[Items from a dataset]
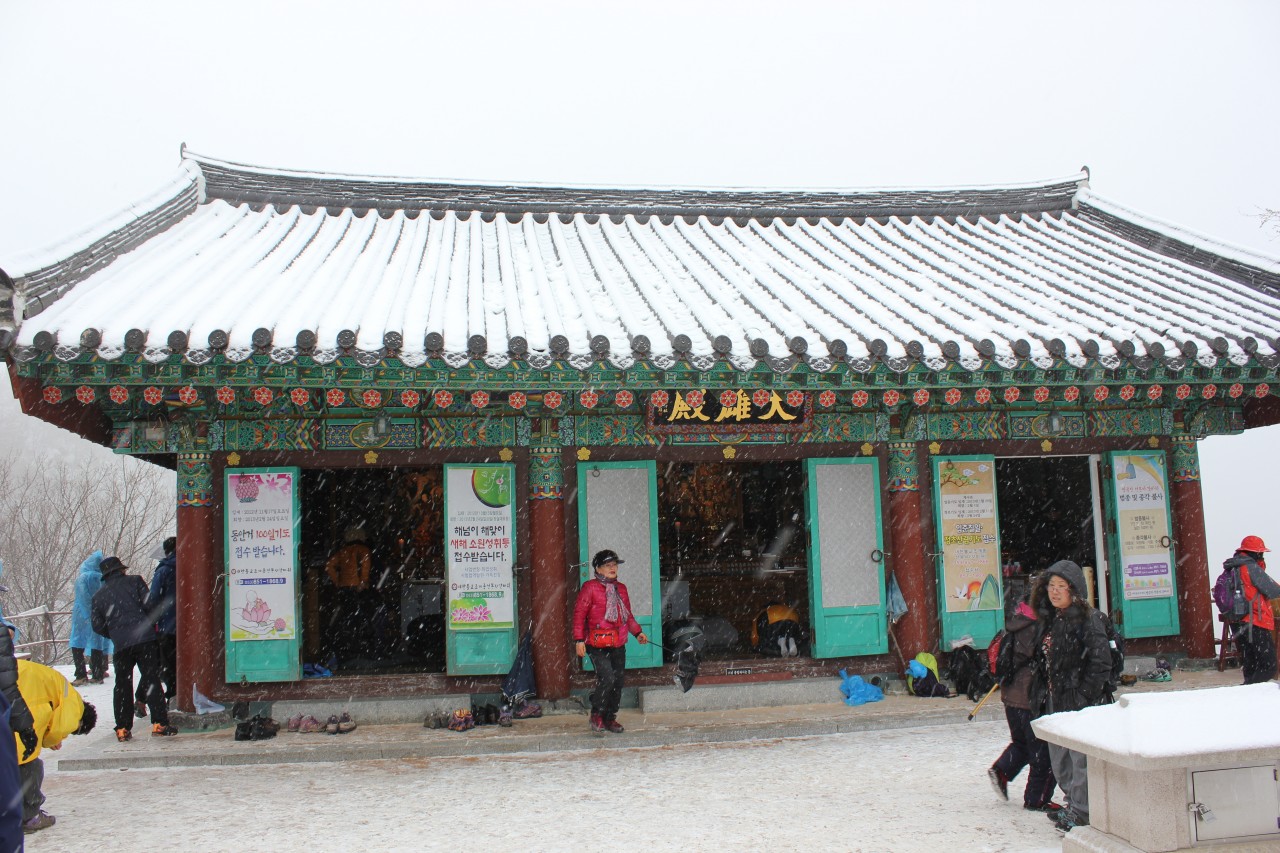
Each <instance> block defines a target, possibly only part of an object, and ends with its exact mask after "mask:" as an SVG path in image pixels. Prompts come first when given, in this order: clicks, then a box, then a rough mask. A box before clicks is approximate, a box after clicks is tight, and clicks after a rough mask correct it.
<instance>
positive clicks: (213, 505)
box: [177, 452, 224, 711]
mask: <svg viewBox="0 0 1280 853" xmlns="http://www.w3.org/2000/svg"><path fill="white" fill-rule="evenodd" d="M219 467H220V466H219ZM214 479H215V478H214V464H212V455H211V453H204V452H198V453H178V562H177V578H178V584H177V615H178V707H179V708H180V710H183V711H195V703H193V698H192V692H191V688H192V686H193V685H195V686H196V688H198V689H200V692H201V693H202V694H205V695H207V697H210V698H214V697H216V695H218V693H220V690H219V686H220V685H221V684H223V681H224V678H223V672H221V667H223V661H224V651H223V607H221V598H220V597H219V596H218V590H219V579H220V576H221V571H223V558H221V556H223V551H221V543H223V537H221V512H220V511H219V507H218V506H216V501H215V500H214Z"/></svg>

Brief:
Please duplicate the data above word for word, beginning at its first line and stopping after the line that contains "positive clicks: (213, 505)". Omit the pictures from your copy.

Problem solution:
Each <instance> block defines a target, possibly only part of an object, and ends with its exact mask after "mask:" as an SVG path in image pixels. Prompts come first when given, in this order: clicks, then a box, then a rough mask. A box before clicks is approximate, a box after clicks is tight, and clicks after a rough mask correct it.
<instance>
positive clicks: (213, 505)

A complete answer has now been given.